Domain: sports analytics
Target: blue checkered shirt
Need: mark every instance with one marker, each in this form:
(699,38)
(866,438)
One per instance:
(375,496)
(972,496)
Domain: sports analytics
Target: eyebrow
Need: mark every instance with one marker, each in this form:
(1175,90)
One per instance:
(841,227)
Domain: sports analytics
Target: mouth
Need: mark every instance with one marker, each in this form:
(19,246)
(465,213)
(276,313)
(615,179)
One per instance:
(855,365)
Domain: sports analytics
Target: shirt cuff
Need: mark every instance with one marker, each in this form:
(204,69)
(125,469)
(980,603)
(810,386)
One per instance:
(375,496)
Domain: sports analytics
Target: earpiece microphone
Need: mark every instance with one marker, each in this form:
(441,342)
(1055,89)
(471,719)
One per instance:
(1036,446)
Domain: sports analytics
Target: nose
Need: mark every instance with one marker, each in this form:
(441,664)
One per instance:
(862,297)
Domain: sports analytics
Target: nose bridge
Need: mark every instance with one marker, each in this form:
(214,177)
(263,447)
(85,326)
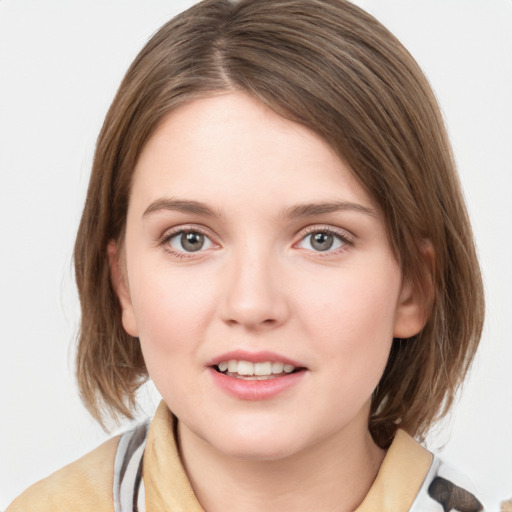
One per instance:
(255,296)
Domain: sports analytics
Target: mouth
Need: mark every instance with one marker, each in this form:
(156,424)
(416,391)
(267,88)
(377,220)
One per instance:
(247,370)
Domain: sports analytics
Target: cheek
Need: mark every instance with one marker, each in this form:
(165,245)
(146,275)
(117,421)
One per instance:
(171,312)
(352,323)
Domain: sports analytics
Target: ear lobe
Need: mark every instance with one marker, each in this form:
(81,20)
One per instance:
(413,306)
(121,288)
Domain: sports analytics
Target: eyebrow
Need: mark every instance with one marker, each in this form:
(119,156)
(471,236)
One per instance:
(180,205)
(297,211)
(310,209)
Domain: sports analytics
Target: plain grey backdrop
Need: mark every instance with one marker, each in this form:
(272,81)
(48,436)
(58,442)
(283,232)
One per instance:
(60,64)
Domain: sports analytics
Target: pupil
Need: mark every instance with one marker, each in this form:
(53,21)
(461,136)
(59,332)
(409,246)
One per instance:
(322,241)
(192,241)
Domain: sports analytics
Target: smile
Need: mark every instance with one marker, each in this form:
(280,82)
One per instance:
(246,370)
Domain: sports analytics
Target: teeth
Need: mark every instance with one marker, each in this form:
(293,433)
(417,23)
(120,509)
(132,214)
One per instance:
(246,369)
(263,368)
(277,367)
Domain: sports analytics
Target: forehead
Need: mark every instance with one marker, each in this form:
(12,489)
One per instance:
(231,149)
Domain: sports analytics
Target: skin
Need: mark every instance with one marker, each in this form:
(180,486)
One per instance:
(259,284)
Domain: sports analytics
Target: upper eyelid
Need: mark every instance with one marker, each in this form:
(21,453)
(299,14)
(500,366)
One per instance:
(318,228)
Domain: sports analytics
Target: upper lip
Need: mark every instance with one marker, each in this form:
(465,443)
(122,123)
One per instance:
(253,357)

EXERCISE AIM:
Print, without alteration, only the lines above between the one holding "Target: blue checkered shirt" and the one holding "Target: earpiece microphone", inclusive.

ANSWER SECTION:
Target: blue checkered shirt
Need: mark every instance with one marker, each in this form:
(699,38)
(866,438)
One per instance:
(375,496)
(972,496)
Domain: sports analytics
Target: eyebrow
Need: mark every instance with one marker, each in this form:
(1175,90)
One per instance:
(841,227)
Domain: sports analytics
Target: mouth
Need: mark every instance with one marker, each in this form:
(19,246)
(465,213)
(276,313)
(615,179)
One per instance:
(855,365)
Domain: sports analytics
Target: shirt cuff
Need: mark every instance with one marker, each in this form:
(204,69)
(125,469)
(980,603)
(810,386)
One per instance:
(375,496)
Domain: sports analytics
Target: earpiece microphone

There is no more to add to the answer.